Records excerpted from a collection
# # # # # # #

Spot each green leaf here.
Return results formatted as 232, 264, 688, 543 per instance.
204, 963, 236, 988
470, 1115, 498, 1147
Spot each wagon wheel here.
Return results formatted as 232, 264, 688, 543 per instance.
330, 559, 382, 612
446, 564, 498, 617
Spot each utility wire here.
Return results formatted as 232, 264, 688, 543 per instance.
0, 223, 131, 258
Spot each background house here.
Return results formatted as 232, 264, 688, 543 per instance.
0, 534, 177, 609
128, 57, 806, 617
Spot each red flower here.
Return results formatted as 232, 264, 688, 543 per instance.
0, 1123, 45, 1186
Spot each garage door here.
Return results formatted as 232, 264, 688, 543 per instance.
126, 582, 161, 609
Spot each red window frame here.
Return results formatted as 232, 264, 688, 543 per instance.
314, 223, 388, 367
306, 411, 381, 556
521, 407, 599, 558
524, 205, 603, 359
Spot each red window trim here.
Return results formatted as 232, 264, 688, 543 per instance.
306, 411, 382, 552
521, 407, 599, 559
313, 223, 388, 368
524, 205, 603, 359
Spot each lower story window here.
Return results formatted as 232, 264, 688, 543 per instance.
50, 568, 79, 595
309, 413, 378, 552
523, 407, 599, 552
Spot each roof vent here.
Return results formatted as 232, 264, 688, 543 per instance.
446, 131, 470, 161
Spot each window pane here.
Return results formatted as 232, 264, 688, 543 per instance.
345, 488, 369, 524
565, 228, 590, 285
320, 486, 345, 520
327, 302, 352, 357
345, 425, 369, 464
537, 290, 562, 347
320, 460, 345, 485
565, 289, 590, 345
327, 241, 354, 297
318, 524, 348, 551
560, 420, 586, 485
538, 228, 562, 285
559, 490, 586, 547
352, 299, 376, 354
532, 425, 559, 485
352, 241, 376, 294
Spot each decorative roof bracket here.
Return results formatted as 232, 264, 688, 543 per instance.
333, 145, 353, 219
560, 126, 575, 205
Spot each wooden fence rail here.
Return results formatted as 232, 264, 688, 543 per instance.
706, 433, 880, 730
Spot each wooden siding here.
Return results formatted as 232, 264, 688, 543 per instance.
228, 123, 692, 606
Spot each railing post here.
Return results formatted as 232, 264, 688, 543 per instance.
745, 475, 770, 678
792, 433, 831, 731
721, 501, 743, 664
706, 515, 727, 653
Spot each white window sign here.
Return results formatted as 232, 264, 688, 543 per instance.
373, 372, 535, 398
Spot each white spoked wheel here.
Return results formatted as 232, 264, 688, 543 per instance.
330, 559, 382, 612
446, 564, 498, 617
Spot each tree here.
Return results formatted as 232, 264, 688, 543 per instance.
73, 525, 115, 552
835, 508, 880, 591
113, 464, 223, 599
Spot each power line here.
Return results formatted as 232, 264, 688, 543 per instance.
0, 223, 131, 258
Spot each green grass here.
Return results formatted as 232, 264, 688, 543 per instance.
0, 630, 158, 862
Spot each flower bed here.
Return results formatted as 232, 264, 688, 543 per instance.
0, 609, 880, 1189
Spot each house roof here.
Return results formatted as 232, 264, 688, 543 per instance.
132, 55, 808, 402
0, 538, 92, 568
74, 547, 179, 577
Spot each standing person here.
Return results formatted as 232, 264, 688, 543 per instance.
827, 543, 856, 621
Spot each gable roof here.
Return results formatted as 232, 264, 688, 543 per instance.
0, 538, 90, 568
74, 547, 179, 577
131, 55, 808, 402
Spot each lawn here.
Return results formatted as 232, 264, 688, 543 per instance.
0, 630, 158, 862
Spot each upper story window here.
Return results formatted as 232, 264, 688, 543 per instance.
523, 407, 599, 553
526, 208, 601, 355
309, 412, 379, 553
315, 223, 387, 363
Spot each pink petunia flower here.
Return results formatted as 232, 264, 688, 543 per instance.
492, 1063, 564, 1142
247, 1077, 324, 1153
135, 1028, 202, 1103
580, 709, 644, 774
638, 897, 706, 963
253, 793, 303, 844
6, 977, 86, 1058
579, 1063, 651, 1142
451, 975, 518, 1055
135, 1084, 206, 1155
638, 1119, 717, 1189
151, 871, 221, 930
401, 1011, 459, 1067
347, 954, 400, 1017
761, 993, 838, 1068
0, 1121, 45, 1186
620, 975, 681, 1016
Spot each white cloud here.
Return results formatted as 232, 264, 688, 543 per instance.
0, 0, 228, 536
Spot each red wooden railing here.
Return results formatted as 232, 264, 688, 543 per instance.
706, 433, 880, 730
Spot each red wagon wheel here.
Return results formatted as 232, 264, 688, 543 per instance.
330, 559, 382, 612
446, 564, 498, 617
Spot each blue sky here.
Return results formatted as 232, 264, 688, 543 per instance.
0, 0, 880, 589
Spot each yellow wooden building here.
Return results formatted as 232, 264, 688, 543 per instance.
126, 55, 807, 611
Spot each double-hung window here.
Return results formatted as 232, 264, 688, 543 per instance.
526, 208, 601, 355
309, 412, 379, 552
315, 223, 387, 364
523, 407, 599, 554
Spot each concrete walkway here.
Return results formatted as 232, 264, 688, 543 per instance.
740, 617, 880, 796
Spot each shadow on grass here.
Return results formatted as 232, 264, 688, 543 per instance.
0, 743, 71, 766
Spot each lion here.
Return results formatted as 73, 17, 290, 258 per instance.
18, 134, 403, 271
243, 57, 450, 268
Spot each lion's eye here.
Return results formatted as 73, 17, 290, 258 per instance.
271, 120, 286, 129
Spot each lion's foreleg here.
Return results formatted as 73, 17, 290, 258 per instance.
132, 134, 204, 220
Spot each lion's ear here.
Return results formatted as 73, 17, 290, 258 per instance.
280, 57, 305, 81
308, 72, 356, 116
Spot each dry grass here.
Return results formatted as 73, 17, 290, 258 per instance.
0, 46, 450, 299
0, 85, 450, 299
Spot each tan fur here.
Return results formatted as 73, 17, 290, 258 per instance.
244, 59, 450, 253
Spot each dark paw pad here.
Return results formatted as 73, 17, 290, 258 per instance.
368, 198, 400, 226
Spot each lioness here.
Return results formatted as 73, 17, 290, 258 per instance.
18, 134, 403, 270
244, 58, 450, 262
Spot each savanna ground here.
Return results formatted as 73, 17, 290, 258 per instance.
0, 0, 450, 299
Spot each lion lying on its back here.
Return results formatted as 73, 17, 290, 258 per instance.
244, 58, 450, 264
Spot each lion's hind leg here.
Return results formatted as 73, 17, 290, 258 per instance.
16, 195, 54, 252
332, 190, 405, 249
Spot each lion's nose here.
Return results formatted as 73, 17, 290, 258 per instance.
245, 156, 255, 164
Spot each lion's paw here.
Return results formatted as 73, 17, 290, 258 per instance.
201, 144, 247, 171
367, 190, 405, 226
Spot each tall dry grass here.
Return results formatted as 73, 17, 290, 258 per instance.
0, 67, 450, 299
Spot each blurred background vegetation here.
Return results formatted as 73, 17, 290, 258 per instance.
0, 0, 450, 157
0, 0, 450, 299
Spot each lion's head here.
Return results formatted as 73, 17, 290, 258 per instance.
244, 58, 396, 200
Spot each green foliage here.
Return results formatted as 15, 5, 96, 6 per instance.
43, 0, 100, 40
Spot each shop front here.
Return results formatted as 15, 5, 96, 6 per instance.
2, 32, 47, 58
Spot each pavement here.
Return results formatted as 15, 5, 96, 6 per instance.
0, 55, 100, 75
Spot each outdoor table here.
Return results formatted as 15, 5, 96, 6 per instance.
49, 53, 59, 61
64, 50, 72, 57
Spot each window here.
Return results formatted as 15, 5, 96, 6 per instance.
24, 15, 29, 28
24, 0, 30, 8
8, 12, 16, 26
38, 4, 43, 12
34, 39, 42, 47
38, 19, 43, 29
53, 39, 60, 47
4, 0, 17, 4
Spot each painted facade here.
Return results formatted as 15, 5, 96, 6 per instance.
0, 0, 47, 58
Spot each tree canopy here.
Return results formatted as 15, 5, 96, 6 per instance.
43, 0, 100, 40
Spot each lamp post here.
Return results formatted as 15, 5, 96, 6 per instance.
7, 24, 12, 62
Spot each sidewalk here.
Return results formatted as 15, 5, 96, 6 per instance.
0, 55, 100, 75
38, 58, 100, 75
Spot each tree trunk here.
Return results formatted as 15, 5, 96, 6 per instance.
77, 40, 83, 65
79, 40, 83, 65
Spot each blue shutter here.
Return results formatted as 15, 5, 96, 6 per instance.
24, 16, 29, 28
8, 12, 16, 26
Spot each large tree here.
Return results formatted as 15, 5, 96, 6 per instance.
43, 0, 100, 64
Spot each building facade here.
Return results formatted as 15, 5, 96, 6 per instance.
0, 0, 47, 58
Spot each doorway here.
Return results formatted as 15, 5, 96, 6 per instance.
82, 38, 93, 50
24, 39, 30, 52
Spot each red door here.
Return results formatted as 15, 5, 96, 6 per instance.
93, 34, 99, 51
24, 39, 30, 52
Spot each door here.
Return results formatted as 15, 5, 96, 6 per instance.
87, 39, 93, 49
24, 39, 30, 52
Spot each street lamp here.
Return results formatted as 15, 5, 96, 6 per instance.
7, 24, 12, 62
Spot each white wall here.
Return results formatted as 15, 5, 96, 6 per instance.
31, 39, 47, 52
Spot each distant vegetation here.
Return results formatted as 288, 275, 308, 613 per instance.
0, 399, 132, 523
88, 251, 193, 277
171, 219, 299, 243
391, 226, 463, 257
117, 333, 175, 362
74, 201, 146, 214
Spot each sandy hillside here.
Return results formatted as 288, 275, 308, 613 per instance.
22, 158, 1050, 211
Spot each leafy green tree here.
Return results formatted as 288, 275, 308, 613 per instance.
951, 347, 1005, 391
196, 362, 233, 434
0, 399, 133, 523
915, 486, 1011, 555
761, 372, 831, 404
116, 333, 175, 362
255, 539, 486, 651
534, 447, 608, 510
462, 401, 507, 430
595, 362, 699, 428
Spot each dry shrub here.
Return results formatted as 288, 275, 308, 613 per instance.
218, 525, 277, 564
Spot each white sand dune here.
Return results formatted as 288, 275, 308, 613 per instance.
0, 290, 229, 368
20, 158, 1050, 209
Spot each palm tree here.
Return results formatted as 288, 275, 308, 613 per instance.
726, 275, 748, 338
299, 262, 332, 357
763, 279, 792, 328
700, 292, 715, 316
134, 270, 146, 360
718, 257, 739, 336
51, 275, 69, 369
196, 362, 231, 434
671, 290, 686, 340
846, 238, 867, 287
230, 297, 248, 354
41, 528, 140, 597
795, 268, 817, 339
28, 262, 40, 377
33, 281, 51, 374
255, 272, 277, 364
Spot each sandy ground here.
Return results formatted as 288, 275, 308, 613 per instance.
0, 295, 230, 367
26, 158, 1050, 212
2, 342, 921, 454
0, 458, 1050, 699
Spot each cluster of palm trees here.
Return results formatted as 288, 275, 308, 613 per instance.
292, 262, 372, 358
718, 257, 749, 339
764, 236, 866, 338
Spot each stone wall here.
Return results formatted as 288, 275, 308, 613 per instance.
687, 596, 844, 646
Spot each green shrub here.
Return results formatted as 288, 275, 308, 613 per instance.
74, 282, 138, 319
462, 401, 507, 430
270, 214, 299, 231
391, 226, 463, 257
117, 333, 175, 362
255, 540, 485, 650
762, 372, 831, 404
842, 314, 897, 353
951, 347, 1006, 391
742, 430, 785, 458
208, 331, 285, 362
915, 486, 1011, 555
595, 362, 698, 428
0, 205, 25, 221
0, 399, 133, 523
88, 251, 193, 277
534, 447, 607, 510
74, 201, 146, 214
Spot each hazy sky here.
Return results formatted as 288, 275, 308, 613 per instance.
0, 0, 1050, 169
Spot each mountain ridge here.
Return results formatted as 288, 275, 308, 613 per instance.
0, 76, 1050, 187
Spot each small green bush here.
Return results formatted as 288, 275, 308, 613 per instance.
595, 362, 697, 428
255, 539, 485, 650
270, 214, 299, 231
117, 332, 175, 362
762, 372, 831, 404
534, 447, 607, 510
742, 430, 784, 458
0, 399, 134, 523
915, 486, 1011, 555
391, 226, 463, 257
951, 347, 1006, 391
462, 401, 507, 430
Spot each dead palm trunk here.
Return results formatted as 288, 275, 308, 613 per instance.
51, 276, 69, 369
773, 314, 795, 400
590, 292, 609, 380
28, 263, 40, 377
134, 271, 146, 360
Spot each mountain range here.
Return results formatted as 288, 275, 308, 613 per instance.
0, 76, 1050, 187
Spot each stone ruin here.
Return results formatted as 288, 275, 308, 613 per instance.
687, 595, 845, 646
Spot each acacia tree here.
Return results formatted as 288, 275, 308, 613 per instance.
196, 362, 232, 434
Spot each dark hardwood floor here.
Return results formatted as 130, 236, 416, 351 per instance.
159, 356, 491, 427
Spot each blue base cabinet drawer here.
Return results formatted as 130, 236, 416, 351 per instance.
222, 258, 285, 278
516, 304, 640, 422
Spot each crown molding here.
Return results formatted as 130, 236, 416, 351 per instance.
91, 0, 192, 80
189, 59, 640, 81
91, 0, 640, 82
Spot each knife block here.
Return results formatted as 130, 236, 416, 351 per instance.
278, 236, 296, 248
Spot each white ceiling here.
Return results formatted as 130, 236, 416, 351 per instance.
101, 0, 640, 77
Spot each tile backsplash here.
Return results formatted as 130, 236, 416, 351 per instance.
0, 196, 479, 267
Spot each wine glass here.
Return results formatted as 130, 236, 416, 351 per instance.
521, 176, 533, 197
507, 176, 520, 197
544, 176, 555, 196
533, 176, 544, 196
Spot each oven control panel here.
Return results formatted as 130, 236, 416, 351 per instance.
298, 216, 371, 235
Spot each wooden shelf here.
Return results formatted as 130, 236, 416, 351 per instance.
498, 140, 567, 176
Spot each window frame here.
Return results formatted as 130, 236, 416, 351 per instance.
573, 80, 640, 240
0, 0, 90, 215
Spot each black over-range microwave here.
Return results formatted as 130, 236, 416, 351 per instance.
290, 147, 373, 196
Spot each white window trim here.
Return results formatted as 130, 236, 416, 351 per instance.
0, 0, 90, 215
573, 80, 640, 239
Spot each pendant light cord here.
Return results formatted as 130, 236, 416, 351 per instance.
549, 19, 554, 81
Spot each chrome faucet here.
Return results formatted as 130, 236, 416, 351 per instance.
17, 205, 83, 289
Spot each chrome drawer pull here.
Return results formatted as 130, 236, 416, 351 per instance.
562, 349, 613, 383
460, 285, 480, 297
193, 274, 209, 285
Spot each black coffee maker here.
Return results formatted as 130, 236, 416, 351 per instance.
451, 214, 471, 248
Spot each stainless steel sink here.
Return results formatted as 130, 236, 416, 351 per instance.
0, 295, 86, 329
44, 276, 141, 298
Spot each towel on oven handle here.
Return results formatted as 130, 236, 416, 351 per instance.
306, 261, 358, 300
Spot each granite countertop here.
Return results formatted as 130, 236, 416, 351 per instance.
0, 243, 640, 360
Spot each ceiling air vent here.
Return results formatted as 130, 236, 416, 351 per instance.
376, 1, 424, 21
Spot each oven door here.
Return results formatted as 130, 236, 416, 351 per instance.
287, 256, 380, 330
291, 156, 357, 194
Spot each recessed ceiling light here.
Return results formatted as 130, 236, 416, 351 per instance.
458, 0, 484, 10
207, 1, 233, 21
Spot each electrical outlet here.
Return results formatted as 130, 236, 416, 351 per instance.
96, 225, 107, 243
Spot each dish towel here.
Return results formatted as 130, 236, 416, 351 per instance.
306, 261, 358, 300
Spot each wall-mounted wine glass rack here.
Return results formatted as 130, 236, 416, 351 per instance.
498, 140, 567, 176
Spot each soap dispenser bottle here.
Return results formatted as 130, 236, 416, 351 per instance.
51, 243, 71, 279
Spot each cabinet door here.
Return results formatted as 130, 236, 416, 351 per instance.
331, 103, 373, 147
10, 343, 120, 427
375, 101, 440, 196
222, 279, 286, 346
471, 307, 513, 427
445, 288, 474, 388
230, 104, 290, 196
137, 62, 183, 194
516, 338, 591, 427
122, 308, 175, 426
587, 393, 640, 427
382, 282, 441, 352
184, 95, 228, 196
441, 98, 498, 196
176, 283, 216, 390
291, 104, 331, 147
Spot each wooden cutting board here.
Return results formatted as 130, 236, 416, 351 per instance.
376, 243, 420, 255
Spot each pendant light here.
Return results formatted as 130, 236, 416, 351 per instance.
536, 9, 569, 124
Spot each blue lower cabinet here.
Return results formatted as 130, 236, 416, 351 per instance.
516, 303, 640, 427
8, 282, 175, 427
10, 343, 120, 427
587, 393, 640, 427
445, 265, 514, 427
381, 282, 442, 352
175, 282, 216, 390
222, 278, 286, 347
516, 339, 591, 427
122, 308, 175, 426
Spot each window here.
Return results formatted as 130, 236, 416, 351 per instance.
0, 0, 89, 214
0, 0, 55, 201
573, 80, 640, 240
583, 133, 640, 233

# # # # # # #

What you need to do —
Give the entries above as a JSON list of strings, one string per line and no blank lines. Include only the lines between the one holding "Spot each white ceiling here." and the one holding "0, 196, 479, 267", inclusive.

Result for this task —
[
  "Spot each white ceiling here.",
  "Return results formatted as 130, 236, 416, 351 per instance.",
  "101, 0, 640, 77",
  "Spot each tile backsplash here.",
  "Return results formatted as 130, 236, 416, 351 per instance.",
  "0, 196, 479, 267"
]